TO BE DONE:
A) Return the passage of the Camino travel post that begins at the words "We got situated, took" and stops after the words "my bunk bed.", copied word for word.
B) According to the Camino travel post, in which three languages had the writer and her mother attended mass?

SELECTED EXTRACT:

:::

Trying not to be obvious we whispered to each other that we could always follow the people sitting behind us if we don’t know where to go. Because we’re occasionally hopeless and semi-stalkers (even my dad sent us with a GPS tracker to watch our adventure from home).


But that plan gave way to a little motherly trust and a daughter’s navigation through the town and up a hill in search of a monestary albergue.


It was threatened mid hill that if I did not find the albergue my mother would be getting carried back down by yours truly….Seems a little unreasonable considering we planned to walk over 10 miles the next day. But we were rewarded with a view of the sunset overlooking the Camino’s entrance into Sarria and finally the monestary.

We had arrived with just half an hour before the night vigil mass in the church attached to the albergue. Talk about grace! We rushed to drop our bags and joined the few local parishioners for our trifecta of foreign language masses. (Italian, French, and now Spanish). Then we returned through the courtyard and actually looked around the albergue.

We got situated, took our first hot shower of the trip, used the coin laundry, and rehydrated the remaining meal gifted by my godmother for a taste of home on our trip.


With a happy tummy, clean hair, and a blanket from our international flight #sorrynotsorry, I headed off to my bunk bed.


A wonderful sound that someone other than myself was getting a solid rest. Praise Jesus for the pilgrims around us. It did not bother me that morning because an excited restlessness for the trip had me abandon sleep as an option around 4:30am. By 6am most pilgrims were still asleep, a little to my surprise, but by 7am they were all up and moved quickly to get on the trail.

We started amid many pilgrims that morning but as time passes, the pace at which you walk tends to thin out the herd. By lunchtime we saw some of the same faces who passed us earlier resting at a bar/cafe.


By the time we stopped to eat, they were again walking past us with a smiling “Buen Camino!”. It took almost no time for us to join in greeting every pilgrim with those words. Regardless of ethnicity or language, this greeting was universal on the trail.

:::

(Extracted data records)
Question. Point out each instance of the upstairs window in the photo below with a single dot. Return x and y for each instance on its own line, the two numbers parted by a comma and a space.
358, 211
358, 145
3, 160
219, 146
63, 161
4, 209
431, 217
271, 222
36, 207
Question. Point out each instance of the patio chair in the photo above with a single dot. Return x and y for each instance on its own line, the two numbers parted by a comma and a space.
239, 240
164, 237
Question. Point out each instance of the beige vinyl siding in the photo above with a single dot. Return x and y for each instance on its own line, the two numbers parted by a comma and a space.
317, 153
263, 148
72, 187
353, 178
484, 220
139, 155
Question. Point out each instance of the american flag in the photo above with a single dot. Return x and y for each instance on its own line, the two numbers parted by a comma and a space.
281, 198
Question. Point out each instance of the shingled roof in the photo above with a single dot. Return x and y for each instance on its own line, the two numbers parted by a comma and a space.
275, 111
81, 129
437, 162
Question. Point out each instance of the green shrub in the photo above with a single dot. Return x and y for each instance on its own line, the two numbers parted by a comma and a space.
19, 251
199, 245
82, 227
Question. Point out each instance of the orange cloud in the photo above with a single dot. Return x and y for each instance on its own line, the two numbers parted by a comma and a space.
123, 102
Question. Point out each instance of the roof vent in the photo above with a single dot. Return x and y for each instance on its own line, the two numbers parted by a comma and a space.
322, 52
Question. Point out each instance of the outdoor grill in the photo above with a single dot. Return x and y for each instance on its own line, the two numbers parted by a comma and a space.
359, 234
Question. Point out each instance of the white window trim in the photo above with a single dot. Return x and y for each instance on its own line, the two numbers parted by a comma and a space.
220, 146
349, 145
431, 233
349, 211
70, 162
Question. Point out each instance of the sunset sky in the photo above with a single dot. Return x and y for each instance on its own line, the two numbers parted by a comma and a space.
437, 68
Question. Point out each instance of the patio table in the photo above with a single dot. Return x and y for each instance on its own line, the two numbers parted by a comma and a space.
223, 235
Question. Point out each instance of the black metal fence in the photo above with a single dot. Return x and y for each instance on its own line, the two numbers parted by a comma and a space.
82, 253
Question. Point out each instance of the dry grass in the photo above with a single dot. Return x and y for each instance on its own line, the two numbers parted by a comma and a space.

:::

ANSWERS BELOW:
A)
We got situated, took our first hot shower of the trip, used the coin laundry, and rehydrated the remaining meal gifted by my godmother for a taste of home on our trip.


With a happy tummy, clean hair, and a blanket from our international flight #sorrynotsorry, I headed off to my bunk bed.

B) Italian, French, and Spanish.